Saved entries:
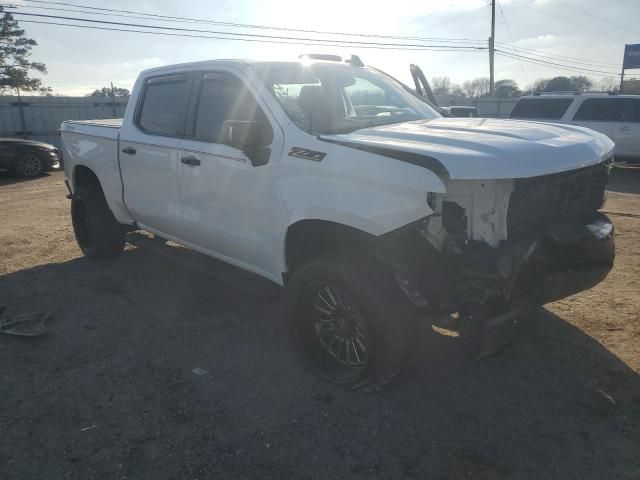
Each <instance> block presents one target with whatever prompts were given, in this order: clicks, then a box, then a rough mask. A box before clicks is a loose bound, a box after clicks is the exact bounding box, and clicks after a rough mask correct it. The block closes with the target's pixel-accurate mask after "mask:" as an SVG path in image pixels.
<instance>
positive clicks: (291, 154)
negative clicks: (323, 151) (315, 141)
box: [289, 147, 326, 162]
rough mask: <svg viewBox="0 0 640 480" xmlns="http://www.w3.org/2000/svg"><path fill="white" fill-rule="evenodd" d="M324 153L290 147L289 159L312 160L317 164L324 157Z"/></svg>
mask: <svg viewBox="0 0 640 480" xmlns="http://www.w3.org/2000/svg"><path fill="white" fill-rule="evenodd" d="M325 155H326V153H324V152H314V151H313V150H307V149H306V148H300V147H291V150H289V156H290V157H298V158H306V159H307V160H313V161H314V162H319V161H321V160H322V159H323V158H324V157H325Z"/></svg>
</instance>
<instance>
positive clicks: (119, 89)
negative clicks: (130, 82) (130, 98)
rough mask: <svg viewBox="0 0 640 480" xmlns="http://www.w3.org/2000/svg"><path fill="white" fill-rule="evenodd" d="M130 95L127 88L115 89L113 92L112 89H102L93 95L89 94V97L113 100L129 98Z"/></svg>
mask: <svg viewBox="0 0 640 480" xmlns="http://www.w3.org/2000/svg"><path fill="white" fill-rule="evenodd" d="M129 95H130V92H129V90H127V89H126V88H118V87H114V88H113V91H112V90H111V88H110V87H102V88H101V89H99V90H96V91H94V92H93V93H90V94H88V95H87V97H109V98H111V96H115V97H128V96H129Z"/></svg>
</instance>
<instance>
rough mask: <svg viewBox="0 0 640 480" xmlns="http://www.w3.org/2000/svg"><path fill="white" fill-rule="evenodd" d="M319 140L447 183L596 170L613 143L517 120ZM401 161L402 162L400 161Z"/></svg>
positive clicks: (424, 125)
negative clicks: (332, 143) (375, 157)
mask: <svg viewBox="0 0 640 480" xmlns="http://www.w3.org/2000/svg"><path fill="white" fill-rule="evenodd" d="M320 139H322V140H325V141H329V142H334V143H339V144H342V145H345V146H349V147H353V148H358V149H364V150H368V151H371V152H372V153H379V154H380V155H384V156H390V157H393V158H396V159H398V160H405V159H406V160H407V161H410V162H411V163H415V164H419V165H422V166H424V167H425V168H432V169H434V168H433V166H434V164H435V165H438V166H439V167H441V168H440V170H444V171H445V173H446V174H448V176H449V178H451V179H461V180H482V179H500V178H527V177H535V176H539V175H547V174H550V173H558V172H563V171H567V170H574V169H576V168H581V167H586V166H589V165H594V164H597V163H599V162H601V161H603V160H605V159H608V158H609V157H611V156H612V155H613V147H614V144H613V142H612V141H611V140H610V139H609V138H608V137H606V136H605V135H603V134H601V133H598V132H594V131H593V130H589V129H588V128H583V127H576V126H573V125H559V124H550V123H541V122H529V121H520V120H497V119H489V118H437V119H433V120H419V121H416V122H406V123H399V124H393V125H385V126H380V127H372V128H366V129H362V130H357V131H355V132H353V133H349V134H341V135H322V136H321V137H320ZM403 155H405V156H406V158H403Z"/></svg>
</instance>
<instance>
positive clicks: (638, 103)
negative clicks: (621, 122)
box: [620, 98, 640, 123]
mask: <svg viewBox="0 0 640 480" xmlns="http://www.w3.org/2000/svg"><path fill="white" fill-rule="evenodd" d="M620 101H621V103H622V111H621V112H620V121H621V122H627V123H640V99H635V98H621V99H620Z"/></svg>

---

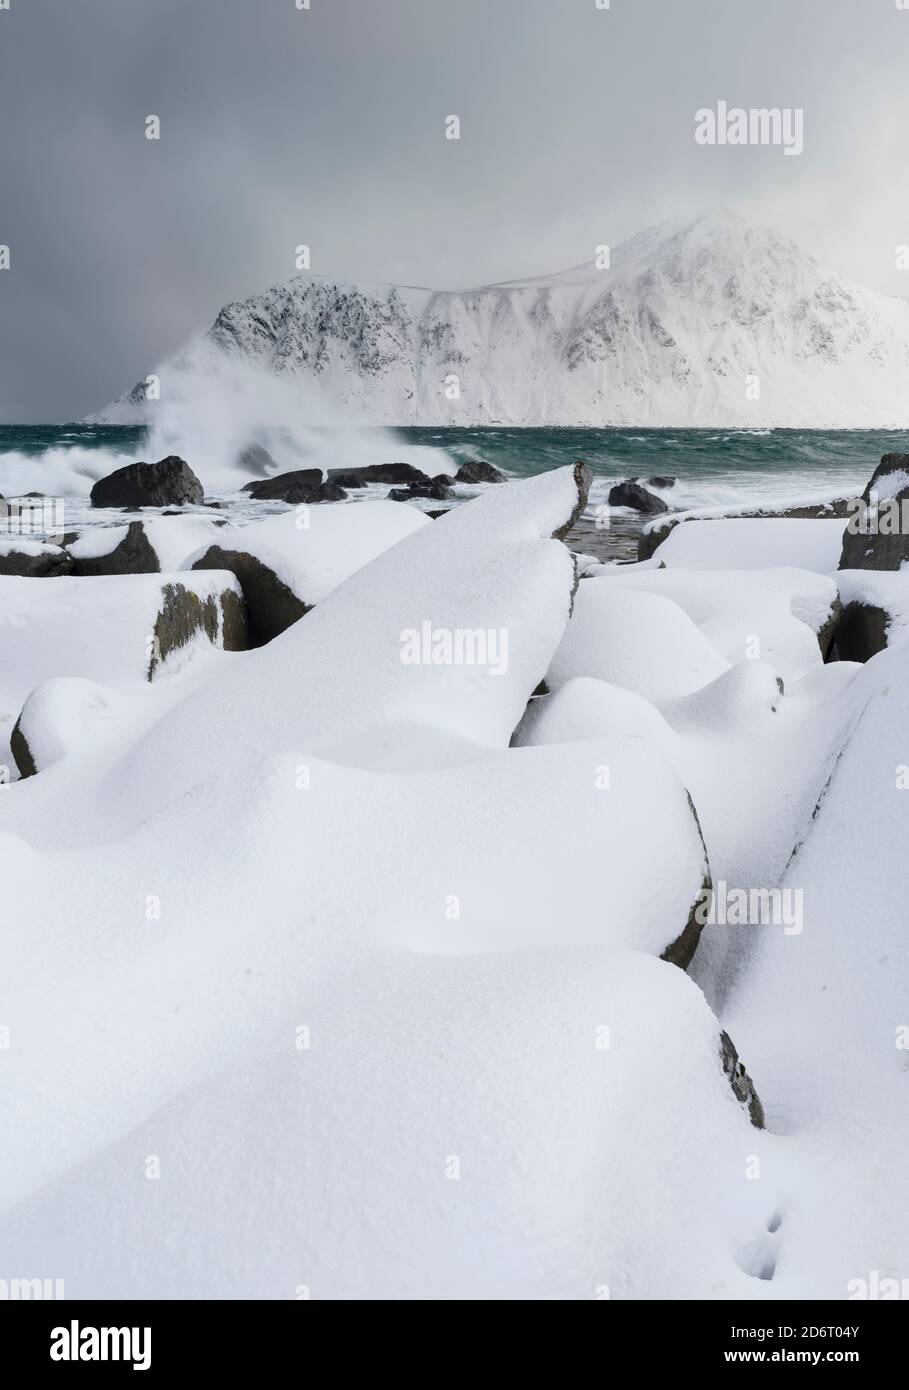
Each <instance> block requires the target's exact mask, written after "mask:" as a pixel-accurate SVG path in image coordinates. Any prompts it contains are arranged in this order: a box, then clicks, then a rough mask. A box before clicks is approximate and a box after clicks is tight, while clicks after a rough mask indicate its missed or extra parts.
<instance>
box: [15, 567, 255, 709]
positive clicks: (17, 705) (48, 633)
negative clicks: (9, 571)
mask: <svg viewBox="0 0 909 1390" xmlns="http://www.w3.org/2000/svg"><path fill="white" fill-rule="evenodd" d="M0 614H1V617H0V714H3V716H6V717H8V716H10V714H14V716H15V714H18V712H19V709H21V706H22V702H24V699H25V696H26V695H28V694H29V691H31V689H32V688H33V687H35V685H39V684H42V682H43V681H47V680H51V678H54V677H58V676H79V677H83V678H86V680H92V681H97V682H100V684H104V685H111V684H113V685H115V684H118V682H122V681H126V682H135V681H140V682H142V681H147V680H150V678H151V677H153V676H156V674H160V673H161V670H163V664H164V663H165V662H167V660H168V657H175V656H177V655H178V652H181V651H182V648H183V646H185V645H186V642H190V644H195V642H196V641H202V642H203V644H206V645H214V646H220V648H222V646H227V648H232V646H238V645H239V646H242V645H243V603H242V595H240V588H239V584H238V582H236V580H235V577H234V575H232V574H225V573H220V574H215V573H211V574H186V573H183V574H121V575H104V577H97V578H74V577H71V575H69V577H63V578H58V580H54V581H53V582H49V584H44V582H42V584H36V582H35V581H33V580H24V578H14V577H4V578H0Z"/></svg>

BRIEF:
Using the data above, repeat exactly the lines that begin at the line with "positive clicks: (119, 89)" and end at the line with "positive clicks: (424, 125)", both ends included.

RESULT OF THIS TASK:
positive clicks: (119, 89)
negative clicks: (130, 82) (130, 98)
rough mask: <svg viewBox="0 0 640 480" xmlns="http://www.w3.org/2000/svg"><path fill="white" fill-rule="evenodd" d="M130 95L127 88L115 89L113 92L112 89H102L93 95L89 94V97L113 100L129 98Z"/></svg>
mask: <svg viewBox="0 0 640 480" xmlns="http://www.w3.org/2000/svg"><path fill="white" fill-rule="evenodd" d="M129 95H130V92H129V90H127V89H126V88H118V87H114V88H113V91H112V90H111V88H110V87H102V88H101V89H99V90H96V91H94V92H93V93H90V94H88V95H87V97H109V98H111V96H115V97H128V96H129Z"/></svg>
</instance>
<instance>
rough mask: <svg viewBox="0 0 640 480" xmlns="http://www.w3.org/2000/svg"><path fill="white" fill-rule="evenodd" d="M319 140L447 183L596 170L613 143L517 120ZM401 161L402 162L400 161Z"/></svg>
positive clicks: (424, 125)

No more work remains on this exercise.